══ Data for analysis

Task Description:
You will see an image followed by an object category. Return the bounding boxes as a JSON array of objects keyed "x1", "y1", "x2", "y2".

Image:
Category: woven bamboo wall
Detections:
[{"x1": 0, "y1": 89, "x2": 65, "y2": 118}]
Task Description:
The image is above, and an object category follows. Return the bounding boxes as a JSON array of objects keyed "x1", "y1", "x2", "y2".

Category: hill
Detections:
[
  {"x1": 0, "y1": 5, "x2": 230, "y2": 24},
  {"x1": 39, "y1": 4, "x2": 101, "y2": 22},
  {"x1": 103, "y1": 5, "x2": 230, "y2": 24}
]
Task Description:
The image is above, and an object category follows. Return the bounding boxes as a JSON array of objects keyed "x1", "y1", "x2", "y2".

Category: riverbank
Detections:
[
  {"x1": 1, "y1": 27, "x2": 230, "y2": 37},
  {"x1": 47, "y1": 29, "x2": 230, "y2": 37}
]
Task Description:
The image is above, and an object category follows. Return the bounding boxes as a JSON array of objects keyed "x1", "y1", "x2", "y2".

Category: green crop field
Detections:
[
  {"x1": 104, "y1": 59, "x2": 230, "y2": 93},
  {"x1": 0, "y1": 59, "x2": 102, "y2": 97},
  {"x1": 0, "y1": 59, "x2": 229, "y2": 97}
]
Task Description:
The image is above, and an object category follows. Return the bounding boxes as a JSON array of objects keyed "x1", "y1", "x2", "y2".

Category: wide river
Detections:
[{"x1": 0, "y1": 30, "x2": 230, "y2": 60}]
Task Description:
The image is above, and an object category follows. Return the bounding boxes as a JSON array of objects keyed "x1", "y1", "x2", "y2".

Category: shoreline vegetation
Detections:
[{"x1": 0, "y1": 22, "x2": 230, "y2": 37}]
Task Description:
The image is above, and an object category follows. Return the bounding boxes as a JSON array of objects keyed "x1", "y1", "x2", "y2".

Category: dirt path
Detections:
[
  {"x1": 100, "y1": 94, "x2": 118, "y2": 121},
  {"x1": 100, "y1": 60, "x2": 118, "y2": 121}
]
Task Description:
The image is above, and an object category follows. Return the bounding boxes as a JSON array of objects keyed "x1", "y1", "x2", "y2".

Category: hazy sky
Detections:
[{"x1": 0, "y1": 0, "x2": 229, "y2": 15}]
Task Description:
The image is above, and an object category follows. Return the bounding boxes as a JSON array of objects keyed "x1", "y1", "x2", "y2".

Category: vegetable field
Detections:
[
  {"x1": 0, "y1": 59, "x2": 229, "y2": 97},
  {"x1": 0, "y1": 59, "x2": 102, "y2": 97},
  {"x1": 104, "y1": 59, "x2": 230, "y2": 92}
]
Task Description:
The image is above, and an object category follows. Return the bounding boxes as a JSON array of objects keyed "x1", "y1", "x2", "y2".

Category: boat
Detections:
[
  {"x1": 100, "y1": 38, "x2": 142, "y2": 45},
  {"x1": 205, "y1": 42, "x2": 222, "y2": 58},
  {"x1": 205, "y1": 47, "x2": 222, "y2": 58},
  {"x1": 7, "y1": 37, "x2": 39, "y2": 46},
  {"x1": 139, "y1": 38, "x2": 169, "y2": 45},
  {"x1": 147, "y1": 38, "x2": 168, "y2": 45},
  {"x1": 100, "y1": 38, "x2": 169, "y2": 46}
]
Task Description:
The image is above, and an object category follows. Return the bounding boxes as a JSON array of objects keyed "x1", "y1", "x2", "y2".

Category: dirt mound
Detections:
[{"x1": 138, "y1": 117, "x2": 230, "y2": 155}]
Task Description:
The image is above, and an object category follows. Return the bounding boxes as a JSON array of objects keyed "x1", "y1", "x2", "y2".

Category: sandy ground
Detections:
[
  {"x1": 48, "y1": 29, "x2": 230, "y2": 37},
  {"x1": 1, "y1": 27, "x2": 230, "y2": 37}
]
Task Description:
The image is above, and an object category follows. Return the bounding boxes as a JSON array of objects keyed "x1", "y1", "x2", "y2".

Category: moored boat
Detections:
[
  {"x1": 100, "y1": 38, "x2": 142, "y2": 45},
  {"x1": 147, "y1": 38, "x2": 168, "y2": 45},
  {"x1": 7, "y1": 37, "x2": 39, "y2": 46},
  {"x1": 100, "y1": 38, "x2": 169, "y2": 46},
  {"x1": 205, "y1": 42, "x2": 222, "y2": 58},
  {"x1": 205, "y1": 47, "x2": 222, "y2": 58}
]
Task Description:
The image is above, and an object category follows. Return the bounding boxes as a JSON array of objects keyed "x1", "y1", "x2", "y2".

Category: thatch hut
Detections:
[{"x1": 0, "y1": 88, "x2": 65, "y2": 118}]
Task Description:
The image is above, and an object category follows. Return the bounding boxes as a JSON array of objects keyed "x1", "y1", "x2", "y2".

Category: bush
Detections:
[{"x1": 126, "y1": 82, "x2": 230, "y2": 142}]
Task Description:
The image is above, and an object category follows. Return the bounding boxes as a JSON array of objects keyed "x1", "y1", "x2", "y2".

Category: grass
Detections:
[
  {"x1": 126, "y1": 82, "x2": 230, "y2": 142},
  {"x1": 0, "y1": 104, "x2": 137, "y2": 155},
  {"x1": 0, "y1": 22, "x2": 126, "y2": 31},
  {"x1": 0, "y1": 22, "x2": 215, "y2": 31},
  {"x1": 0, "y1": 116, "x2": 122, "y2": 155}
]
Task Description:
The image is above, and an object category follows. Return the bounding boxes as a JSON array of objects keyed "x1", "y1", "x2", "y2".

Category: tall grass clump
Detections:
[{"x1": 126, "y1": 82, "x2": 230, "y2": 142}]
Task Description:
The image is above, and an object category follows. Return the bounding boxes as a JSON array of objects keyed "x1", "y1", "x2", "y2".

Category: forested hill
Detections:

════

Activity:
Restate all entries above verbatim.

Final answer:
Task Description:
You will see an image followed by an object category. Return the bounding boxes as a JSON array of objects keyed "x1", "y1", "x2", "y2".

Image:
Category: woven bamboo wall
Detections:
[{"x1": 0, "y1": 89, "x2": 65, "y2": 118}]
Task Description:
The image is above, and an object category follows. Return the bounding boxes as a JSON array of objects keyed "x1", "y1", "x2", "y2".

Category: hill
Detections:
[
  {"x1": 0, "y1": 5, "x2": 230, "y2": 24},
  {"x1": 39, "y1": 4, "x2": 101, "y2": 22},
  {"x1": 103, "y1": 5, "x2": 230, "y2": 24}
]
Task Description:
The image is above, and an object category follows. Return the bounding boxes as a JSON array of objects keyed "x1", "y1", "x2", "y2".

Category: riverbank
Detections:
[
  {"x1": 1, "y1": 27, "x2": 230, "y2": 37},
  {"x1": 47, "y1": 29, "x2": 230, "y2": 37}
]
Task Description:
The image is above, and an object category follows. Return the bounding boxes as a JSON array of objects keyed "x1", "y1", "x2", "y2".

Category: green crop field
Detections:
[
  {"x1": 104, "y1": 59, "x2": 230, "y2": 93},
  {"x1": 0, "y1": 59, "x2": 102, "y2": 97},
  {"x1": 0, "y1": 59, "x2": 229, "y2": 97}
]
Task Description:
The image is above, and an object category follows. Return the bounding boxes as a JSON array of objects keyed "x1", "y1", "x2", "y2".

Category: wide river
Detections:
[{"x1": 0, "y1": 30, "x2": 230, "y2": 60}]
Task Description:
The image is above, and an object category follows. Return the bounding boxes as a JSON array of objects keyed "x1", "y1", "x2", "y2".

Category: shoreline vegetation
Detections:
[{"x1": 0, "y1": 22, "x2": 230, "y2": 37}]
Task Description:
The image is above, and an object category follows. Return the bounding boxes as a JSON array of objects keyed "x1", "y1", "x2", "y2".

Category: dirt path
Detections:
[
  {"x1": 100, "y1": 94, "x2": 118, "y2": 121},
  {"x1": 100, "y1": 60, "x2": 118, "y2": 121}
]
Task Description:
The image is above, and an object category follows. Return the bounding boxes as a JSON array of objects keyed "x1", "y1", "x2", "y2".

Category: hazy sky
Detections:
[{"x1": 0, "y1": 0, "x2": 229, "y2": 15}]
Task Description:
The image is above, and an object category follows. Return the bounding boxes as a JSON array of objects keyed "x1", "y1", "x2", "y2".

Category: vegetable field
Detections:
[
  {"x1": 0, "y1": 59, "x2": 229, "y2": 97},
  {"x1": 0, "y1": 59, "x2": 102, "y2": 97},
  {"x1": 104, "y1": 59, "x2": 230, "y2": 92}
]
Task Description:
The image is above, and an object category follows. Return the bounding boxes as a JSON array of objects keyed "x1", "y1", "x2", "y2".

Category: boat
Detections:
[
  {"x1": 100, "y1": 38, "x2": 142, "y2": 45},
  {"x1": 205, "y1": 42, "x2": 222, "y2": 58},
  {"x1": 205, "y1": 47, "x2": 222, "y2": 58},
  {"x1": 7, "y1": 37, "x2": 39, "y2": 46},
  {"x1": 139, "y1": 38, "x2": 169, "y2": 45},
  {"x1": 147, "y1": 38, "x2": 168, "y2": 45},
  {"x1": 100, "y1": 38, "x2": 169, "y2": 46}
]
Task Description:
The image is above, and an object category follows. Return the bounding boxes as a JSON array of objects keyed "x1", "y1", "x2", "y2".

Category: dirt mound
Detections:
[{"x1": 138, "y1": 117, "x2": 230, "y2": 155}]
Task Description:
The image is above, and an object category follows. Return the bounding boxes as a JSON array of objects keyed "x1", "y1", "x2", "y2".

Category: sandy ground
Detections:
[
  {"x1": 48, "y1": 29, "x2": 230, "y2": 37},
  {"x1": 1, "y1": 27, "x2": 230, "y2": 37}
]
Task Description:
The image is above, and an object category follows. Return the bounding boxes as a JSON array of objects keyed "x1", "y1", "x2", "y2".

Category: moored boat
Detections:
[
  {"x1": 100, "y1": 38, "x2": 142, "y2": 45},
  {"x1": 147, "y1": 38, "x2": 168, "y2": 45},
  {"x1": 7, "y1": 37, "x2": 39, "y2": 46},
  {"x1": 100, "y1": 38, "x2": 169, "y2": 46},
  {"x1": 205, "y1": 42, "x2": 222, "y2": 58},
  {"x1": 205, "y1": 47, "x2": 222, "y2": 58}
]
Task Description:
The image is above, and an object category follows. Return the bounding boxes as a JSON array of objects keyed "x1", "y1", "x2", "y2".

Category: thatch hut
Detections:
[{"x1": 0, "y1": 88, "x2": 65, "y2": 118}]
Task Description:
The image is above, and an object category follows. Return the bounding boxes as a JSON array of objects keyed "x1", "y1", "x2", "y2".

Category: bush
Detections:
[{"x1": 126, "y1": 82, "x2": 230, "y2": 142}]
Task Description:
The image is above, and an object category follows. Return the bounding boxes as a JSON array of objects keyed "x1", "y1", "x2", "y2".

Category: grass
Detections:
[
  {"x1": 126, "y1": 82, "x2": 230, "y2": 142},
  {"x1": 0, "y1": 104, "x2": 137, "y2": 155},
  {"x1": 0, "y1": 22, "x2": 126, "y2": 31},
  {"x1": 0, "y1": 22, "x2": 215, "y2": 31},
  {"x1": 0, "y1": 116, "x2": 122, "y2": 155}
]
Task Description:
The image is above, and an object category follows. Return the bounding boxes as a JSON array of objects keyed "x1", "y1", "x2", "y2".

Category: tall grass clump
Detections:
[{"x1": 126, "y1": 82, "x2": 230, "y2": 142}]
Task Description:
The image is above, and an object category follows. Return the bounding boxes as a JSON array of objects keyed "x1", "y1", "x2", "y2".

Category: forested hill
Detections:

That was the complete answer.